STATED TASK 1: In the GDPR commentary, which case is cited as confirming that some national laws are not legal?
STATED TASK 2: List every four-digit year that appears in the GDPR commentary.
STATED TASK 3: Return the passage of the GDPR commentary between "3) Let’s all" and "just aren’t legal.", inclusive.

PAGE TEXT:
** Begin **

The Minister has made a Statement on the Government’s legal position on the application of the GDPR to ... well, to what exactly?

Let’s look at it together;
He goes on;
I mean, firstly, oh dear.
1) The Department or the Minister is not bound to accept the advice of the AG.

Ministers decide policy.
2) A national law can’t overrule an EU right, especially not one directly derived from the Charter.
It certainly can’t prohibit it.
3) Let’s all go look at Section 39, the impressively muscular piece of the Commissions of Inquiry Act 2004 which the Minister says can prohibit bits of EU law.

Let’s have a peep at the words.
It’s not long, don’t worry.
It’s quite straightforward.
Now, firstly, as Minister for Justice and The Commissioner of An Garda Síochana v WRC (Case C-378/17) confirms, sometimes there are national laws that just aren’t legal.

Laws that conflict with EU law are, strange as it sounds, illegal laws.

And the state must just ignore them.
So Section 39, says the AG, the Minister tells us, exempts the records from Article 15 Data Access Requests.

Except, as you can see, it doesn’t

It couldn’t, because it was passed in 2004 and the GDPR was passed in 2016.

It attempts negation Section 4 of the Data Protection Act
The 2018 Data Protection Act deals with the status of the old 1988 Act which this Section 39 addresses.

It was almost all repealed. Two acts were specified as able to rely on it still. Neither was the Commissions of Inquiry Act 2004.

** End **

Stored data

** Begin **

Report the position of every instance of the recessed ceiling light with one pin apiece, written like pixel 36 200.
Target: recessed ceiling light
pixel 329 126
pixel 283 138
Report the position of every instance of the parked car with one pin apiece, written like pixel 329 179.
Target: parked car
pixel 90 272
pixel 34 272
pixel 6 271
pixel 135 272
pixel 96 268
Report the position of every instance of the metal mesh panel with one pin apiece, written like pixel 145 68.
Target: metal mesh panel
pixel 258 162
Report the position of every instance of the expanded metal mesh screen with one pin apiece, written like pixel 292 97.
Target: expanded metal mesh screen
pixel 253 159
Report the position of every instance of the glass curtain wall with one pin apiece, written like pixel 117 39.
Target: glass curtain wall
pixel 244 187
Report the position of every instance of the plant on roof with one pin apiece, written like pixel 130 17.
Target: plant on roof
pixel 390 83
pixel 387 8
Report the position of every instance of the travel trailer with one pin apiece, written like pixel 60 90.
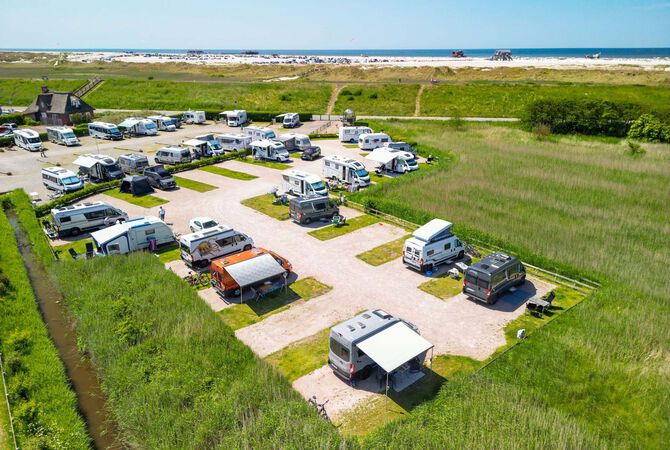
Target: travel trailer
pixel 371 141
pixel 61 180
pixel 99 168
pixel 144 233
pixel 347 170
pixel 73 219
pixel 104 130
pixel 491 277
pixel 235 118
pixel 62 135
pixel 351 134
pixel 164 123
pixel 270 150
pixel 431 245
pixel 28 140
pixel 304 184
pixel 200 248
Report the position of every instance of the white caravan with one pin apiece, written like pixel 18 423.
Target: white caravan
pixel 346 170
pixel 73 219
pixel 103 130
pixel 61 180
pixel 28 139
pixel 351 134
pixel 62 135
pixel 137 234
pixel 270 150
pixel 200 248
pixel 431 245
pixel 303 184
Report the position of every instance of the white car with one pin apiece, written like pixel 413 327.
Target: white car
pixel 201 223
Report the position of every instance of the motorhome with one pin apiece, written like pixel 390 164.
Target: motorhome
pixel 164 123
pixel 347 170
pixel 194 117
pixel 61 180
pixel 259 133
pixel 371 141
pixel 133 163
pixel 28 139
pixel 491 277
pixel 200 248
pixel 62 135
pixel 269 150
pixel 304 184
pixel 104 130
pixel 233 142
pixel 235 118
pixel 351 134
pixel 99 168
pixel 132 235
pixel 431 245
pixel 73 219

** End **
** Begin **

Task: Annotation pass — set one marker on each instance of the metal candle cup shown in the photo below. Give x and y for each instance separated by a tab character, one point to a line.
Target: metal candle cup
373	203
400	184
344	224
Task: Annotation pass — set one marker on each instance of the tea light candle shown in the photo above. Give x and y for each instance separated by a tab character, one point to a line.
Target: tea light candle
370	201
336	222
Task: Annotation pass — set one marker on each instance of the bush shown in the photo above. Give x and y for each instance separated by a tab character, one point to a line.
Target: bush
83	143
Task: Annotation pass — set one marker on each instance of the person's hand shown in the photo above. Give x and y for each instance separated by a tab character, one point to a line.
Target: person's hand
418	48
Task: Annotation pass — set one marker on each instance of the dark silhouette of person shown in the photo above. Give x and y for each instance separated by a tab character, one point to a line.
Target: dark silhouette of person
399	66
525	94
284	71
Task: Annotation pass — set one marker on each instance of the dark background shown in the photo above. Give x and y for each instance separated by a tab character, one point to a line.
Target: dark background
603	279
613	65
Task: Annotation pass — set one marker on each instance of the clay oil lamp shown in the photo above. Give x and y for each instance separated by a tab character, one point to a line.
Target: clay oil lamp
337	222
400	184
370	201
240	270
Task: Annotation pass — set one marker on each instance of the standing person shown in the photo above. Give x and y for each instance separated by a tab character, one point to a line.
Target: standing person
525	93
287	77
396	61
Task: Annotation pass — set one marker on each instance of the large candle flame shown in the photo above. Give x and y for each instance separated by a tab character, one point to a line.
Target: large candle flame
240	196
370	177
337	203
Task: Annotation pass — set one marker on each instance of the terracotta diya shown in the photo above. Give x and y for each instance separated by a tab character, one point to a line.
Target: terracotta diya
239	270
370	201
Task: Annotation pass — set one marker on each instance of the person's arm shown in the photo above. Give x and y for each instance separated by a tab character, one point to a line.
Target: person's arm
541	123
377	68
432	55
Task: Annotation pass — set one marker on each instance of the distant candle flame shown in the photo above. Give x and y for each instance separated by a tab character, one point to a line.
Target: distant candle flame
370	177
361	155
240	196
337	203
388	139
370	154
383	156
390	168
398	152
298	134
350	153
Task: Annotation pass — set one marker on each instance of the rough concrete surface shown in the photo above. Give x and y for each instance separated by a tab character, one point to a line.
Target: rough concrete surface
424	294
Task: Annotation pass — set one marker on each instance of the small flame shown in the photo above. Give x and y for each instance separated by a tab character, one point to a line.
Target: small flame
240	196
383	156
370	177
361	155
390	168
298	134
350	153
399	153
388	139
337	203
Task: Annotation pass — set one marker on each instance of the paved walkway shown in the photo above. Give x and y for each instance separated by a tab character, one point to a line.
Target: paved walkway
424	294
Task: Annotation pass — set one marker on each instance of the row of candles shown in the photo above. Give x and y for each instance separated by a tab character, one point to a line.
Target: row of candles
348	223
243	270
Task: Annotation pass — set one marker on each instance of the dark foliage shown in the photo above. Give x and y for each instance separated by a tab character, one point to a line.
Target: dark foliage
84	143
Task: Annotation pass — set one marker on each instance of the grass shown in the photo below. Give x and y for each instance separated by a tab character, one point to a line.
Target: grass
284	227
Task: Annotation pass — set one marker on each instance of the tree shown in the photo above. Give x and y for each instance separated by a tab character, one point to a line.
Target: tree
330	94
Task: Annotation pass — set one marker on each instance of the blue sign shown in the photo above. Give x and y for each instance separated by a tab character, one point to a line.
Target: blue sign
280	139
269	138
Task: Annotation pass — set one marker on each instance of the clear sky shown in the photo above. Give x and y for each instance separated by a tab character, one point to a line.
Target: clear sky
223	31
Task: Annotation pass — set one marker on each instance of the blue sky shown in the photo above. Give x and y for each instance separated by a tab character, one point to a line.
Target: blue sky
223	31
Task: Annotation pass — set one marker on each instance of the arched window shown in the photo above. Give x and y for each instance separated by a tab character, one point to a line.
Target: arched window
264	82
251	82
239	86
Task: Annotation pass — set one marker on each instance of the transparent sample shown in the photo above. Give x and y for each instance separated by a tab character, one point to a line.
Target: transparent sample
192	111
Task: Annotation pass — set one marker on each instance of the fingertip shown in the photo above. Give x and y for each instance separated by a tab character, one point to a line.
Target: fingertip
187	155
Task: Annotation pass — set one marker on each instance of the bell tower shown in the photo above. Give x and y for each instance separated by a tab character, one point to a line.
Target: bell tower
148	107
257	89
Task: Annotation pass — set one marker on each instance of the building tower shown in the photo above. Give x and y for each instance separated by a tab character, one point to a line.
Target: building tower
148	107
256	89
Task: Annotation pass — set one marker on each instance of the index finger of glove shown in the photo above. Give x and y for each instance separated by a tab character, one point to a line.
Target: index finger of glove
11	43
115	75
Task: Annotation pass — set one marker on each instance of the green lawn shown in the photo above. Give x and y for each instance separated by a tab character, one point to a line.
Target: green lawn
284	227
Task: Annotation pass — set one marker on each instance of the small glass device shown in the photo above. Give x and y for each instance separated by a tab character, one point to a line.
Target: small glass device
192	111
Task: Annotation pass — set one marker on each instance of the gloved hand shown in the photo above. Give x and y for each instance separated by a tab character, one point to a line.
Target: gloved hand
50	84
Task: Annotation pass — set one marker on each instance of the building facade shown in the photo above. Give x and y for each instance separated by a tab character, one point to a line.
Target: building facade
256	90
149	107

** End **

FULL SOLUTION 1: Minister for Justice and The Commissioner of An Garda Síochana v WRC (Case C-378/17)

FULL SOLUTION 2: 2004, 2016, 2018, 1988

FULL SOLUTION 3:
3) Let’s all go look at Section 39, the impressively muscular piece of the Commissions of Inquiry Act 2004 which the Minister says can prohibit bits of EU law.

Let’s have a peep at the words.
It’s not long, don’t worry.
It’s quite straightforward.
Now, firstly, as Minister for Justice and The Commissioner of An Garda Síochana v WRC (Case C-378/17) confirms, sometimes there are national laws that just aren’t legal.